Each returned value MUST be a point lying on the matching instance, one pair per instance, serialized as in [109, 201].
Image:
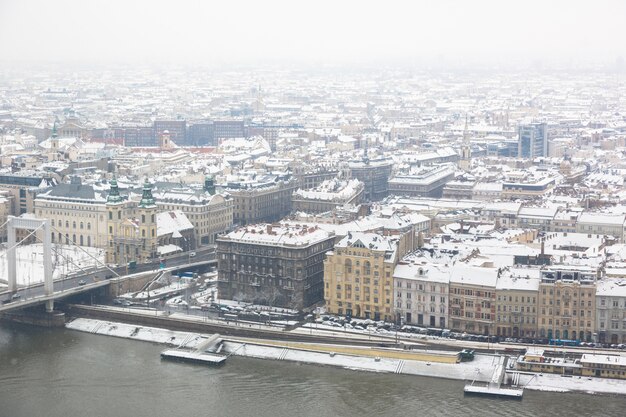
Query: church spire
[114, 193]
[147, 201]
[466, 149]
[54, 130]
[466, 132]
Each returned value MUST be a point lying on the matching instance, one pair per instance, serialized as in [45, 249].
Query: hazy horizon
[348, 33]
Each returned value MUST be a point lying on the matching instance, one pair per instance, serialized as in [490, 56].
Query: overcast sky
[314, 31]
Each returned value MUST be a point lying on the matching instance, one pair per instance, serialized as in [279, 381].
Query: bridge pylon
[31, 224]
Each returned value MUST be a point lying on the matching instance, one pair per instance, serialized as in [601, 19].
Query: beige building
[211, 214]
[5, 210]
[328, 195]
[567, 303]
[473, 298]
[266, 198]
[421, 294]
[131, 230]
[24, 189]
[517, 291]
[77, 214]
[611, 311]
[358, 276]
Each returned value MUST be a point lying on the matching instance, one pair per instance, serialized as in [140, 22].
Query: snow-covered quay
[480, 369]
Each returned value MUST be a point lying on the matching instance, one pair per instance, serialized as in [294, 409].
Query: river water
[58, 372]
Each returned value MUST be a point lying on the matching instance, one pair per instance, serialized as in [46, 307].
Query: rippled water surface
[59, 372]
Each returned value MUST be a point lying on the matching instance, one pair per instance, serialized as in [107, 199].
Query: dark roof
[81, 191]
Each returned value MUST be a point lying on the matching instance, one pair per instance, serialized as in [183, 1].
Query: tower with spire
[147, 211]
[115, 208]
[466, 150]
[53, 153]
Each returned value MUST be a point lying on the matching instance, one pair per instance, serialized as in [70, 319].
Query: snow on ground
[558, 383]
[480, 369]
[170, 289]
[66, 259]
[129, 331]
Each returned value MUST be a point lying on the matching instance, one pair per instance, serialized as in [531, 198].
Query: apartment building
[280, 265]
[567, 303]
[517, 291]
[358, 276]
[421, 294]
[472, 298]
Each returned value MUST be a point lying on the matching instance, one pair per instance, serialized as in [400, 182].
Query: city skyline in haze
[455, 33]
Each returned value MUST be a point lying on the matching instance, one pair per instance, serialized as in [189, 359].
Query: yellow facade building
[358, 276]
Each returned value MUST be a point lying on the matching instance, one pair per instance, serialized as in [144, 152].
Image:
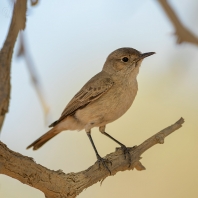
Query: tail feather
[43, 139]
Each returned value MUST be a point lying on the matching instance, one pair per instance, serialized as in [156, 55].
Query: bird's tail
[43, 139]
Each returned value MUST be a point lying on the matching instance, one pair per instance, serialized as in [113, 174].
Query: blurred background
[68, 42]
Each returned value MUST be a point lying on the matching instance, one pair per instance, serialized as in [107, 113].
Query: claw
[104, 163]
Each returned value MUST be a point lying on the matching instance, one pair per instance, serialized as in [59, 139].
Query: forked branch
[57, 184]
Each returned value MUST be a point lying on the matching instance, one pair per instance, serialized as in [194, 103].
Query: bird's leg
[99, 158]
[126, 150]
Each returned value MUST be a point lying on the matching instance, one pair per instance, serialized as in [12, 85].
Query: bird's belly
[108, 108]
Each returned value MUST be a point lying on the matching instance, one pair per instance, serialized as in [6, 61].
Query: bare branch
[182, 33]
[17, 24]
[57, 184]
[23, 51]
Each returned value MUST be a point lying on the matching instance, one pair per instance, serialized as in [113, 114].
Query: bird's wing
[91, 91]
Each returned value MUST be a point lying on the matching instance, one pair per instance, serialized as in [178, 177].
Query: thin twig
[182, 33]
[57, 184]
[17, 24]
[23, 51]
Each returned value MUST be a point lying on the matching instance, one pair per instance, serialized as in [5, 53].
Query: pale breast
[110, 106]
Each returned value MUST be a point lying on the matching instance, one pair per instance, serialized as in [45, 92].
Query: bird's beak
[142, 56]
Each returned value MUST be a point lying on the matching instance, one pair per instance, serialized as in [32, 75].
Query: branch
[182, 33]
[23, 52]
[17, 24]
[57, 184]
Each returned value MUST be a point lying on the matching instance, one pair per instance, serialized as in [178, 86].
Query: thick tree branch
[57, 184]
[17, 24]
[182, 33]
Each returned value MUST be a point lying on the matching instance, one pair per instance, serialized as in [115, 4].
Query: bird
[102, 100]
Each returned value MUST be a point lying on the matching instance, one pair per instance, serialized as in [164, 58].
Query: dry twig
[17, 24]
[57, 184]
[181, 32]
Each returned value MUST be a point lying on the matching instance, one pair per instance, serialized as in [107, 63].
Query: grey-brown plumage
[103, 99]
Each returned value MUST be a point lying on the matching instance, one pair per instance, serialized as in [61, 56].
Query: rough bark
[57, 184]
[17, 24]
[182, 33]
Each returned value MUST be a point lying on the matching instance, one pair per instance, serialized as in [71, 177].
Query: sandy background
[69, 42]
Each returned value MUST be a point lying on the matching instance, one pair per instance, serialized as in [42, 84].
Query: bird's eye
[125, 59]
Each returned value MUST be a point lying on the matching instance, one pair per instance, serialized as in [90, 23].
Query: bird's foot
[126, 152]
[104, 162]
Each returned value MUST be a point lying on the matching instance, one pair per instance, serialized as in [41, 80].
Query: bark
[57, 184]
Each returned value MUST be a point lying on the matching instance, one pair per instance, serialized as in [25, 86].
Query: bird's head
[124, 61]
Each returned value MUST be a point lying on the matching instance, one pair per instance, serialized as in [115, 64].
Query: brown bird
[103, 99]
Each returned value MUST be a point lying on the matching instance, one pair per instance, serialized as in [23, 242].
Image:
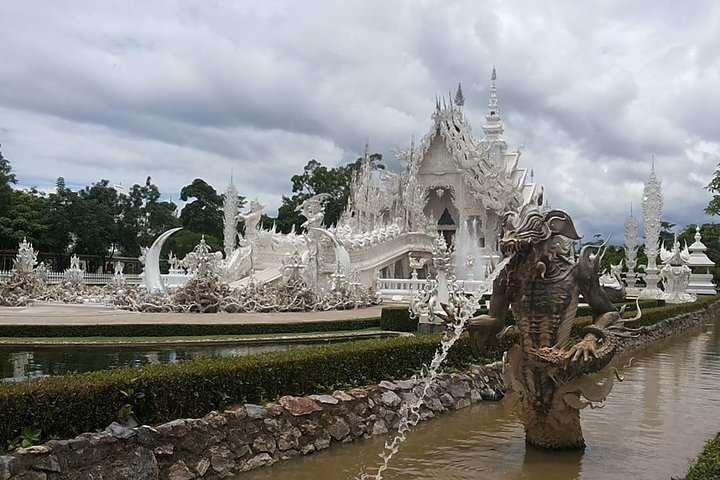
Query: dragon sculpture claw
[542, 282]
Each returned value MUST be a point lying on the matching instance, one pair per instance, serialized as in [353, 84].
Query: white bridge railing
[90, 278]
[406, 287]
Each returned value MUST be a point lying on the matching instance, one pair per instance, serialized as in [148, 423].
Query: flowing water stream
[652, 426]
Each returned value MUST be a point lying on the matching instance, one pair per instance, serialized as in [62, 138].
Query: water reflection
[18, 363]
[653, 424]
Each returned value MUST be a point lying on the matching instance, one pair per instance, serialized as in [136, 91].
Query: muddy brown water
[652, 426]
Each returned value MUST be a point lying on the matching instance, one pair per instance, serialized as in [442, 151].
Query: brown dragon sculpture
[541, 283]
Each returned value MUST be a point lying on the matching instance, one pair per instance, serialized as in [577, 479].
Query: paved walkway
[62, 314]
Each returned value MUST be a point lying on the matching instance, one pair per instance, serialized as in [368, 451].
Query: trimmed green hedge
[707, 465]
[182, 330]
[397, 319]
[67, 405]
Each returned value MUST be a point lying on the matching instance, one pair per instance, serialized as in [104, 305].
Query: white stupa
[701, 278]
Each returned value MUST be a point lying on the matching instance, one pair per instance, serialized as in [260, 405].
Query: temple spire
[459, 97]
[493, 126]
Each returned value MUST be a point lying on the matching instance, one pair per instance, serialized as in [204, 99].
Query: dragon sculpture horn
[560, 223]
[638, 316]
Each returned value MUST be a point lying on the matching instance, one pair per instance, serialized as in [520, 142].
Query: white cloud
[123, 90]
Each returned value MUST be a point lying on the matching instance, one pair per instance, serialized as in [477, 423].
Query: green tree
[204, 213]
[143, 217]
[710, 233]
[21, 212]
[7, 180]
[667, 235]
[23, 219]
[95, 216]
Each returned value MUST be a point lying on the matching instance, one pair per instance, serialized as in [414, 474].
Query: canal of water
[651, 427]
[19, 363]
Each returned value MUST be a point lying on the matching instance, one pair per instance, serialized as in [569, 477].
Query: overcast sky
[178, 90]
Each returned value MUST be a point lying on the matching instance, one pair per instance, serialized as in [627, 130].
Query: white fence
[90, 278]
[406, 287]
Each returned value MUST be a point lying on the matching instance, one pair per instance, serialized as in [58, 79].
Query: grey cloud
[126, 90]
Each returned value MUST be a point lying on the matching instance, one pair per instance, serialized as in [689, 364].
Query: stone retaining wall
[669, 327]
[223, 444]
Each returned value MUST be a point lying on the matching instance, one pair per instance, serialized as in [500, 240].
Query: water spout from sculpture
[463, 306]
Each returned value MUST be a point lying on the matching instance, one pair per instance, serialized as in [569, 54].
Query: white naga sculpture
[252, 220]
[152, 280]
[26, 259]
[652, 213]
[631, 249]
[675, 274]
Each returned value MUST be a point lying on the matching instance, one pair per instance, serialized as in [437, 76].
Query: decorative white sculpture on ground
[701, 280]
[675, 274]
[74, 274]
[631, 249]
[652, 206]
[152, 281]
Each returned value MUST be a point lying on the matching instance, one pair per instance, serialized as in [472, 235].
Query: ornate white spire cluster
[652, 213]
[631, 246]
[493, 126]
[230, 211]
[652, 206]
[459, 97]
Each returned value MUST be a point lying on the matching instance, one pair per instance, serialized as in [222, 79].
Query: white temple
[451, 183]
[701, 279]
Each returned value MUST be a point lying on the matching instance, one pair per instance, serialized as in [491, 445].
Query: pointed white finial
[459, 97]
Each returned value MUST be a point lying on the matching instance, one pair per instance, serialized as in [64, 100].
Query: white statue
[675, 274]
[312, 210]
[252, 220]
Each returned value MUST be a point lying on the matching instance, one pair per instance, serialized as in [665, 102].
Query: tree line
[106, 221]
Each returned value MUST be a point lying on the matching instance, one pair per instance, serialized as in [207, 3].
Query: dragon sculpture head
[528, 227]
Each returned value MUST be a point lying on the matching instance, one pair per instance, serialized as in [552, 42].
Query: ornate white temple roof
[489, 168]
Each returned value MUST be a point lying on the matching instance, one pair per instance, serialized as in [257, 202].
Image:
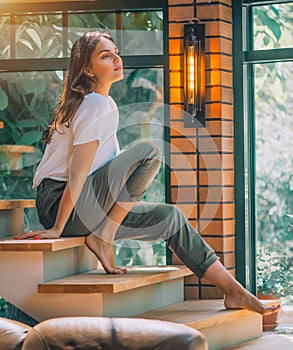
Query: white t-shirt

- - -

▶ [EXERCISE GOAL]:
Please restate word for word each line from the one containing "Query: white statue" to the end of the data above, without the pictures.

▶ [SOLUTION TO THIS PROBLEM]:
Query: white statue
[675, 274]
[312, 210]
[252, 220]
Each returned value MUST be a point lying on the matching instance, one pair per instance, serialized as in [665, 102].
Query: tree line
[106, 221]
Each returned value MUST be a point lying on the matching instance, one pair per instance, serialized as in [207, 3].
Query: dragon sculpture head
[528, 227]
Each returned value MUST be a point lying on the matching instance, one pair per instance, serialized as in [552, 42].
Query: ornate white temple roof
[489, 168]
Each returned value MUST be a point lying on the matching instance, one pair per instance, serialized as in [257, 202].
Image:
Query: white t-shirt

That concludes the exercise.